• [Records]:
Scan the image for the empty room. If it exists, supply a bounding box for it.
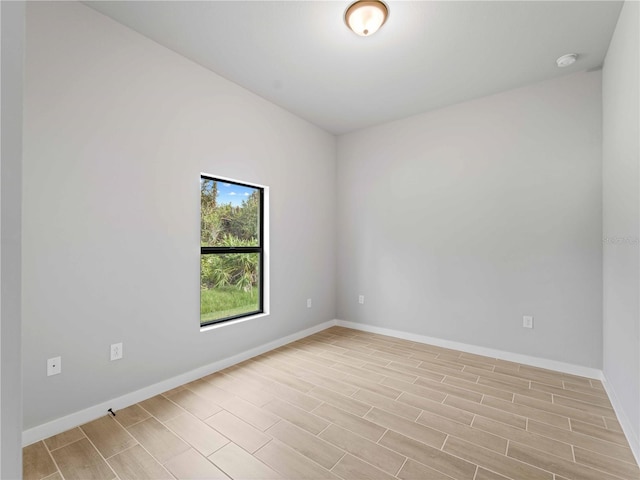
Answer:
[0,0,640,480]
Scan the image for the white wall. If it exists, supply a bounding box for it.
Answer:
[337,72,602,368]
[602,1,640,459]
[23,2,335,428]
[0,2,25,478]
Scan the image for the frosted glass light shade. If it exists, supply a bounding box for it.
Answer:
[344,0,389,37]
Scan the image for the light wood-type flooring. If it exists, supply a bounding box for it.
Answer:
[24,327,640,480]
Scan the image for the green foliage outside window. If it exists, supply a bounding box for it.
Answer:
[200,177,261,324]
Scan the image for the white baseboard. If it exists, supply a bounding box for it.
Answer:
[601,373,640,465]
[336,320,602,380]
[22,320,336,446]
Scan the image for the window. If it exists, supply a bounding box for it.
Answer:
[200,175,264,326]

• [AIM OF THE TASK]:
Copy every line of the records above word for word, leaving out the pictures.

• [RESPONSE]:
Scan the image for the empty room. If it exists, supply a bounding box for it.
Answer:
[0,0,640,480]
Scan the image for the white wall. If it exists, supply a bounding box for it.
Answer:
[337,72,602,368]
[602,1,640,459]
[23,2,335,428]
[0,2,25,478]
Scan the image for the frosted glass light shade. If it exists, supply a bounding box for it.
Answer:
[344,0,389,37]
Scan the image for the light wood-type flooring. If it exists, supply a bounding box for it.
Answer:
[24,327,640,480]
Scan the image for the green foliage outside window. If it exists, supply a bounding box for it.
Answer:
[200,177,261,324]
Scan the image for the white baseboard. If it exists, supply a bounding box for it.
Answer:
[601,373,640,465]
[336,320,602,380]
[22,320,336,446]
Scan the image for the window. If it exists, supply a bounding box for it.
Answer:
[200,175,264,326]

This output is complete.